» About this task: Search the data for "below". Return each matching line.

» Input for this task:
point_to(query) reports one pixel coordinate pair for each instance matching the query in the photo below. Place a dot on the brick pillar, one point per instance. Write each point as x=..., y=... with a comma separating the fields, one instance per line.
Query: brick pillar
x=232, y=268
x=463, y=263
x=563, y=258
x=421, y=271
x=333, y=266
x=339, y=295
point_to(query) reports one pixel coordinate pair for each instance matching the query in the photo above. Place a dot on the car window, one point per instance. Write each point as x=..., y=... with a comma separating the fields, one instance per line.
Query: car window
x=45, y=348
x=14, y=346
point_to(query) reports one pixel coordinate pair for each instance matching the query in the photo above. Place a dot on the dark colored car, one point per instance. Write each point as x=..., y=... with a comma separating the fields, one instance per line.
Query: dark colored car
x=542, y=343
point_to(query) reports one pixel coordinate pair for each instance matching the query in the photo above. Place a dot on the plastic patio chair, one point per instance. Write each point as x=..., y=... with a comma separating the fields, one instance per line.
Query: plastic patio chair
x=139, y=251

==

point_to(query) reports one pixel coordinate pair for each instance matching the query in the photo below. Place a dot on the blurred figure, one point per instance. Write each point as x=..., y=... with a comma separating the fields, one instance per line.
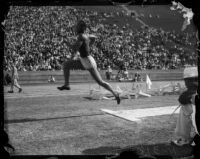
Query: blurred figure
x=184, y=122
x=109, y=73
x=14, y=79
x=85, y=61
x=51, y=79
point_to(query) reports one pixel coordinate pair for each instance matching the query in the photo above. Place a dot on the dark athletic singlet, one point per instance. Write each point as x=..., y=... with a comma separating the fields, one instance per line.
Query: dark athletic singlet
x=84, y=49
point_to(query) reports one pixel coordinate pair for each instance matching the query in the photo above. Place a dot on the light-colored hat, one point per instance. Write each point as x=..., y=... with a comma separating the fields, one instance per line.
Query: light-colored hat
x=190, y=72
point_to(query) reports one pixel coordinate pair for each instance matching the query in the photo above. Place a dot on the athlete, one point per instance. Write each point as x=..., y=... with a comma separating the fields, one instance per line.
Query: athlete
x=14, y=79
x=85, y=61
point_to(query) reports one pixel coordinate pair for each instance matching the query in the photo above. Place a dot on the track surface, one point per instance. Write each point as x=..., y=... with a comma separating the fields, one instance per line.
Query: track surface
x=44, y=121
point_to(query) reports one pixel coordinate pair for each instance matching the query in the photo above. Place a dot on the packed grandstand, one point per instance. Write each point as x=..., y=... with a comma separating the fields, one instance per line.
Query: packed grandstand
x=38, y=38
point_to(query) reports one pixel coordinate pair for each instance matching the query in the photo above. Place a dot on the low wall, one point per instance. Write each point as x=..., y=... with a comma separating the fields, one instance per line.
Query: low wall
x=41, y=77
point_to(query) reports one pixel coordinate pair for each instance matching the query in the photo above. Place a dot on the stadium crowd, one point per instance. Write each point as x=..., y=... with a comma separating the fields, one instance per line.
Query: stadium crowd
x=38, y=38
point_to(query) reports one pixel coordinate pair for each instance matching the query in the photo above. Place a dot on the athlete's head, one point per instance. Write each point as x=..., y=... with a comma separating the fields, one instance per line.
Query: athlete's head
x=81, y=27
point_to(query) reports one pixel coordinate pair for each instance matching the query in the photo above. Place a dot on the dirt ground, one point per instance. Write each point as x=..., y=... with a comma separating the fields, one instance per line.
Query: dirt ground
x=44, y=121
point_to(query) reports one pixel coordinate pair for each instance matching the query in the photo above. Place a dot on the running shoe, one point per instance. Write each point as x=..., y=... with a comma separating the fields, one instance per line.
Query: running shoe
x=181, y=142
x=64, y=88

» Output of the task:
point_to(query) reports one pixel coordinate pair for each instance matching the query in the photo below. Place a dot on the brick pillar, one point per instance. Write each point as x=..., y=... with a comma separating the fields, one instance per line.
point_to(query) reports one pixel coordinate pair for each instance matching the query in the photo below. Place a dot on the blurred figure, one point per instance. Write each point as x=..., y=... with a comma separating the fields, one instance per line.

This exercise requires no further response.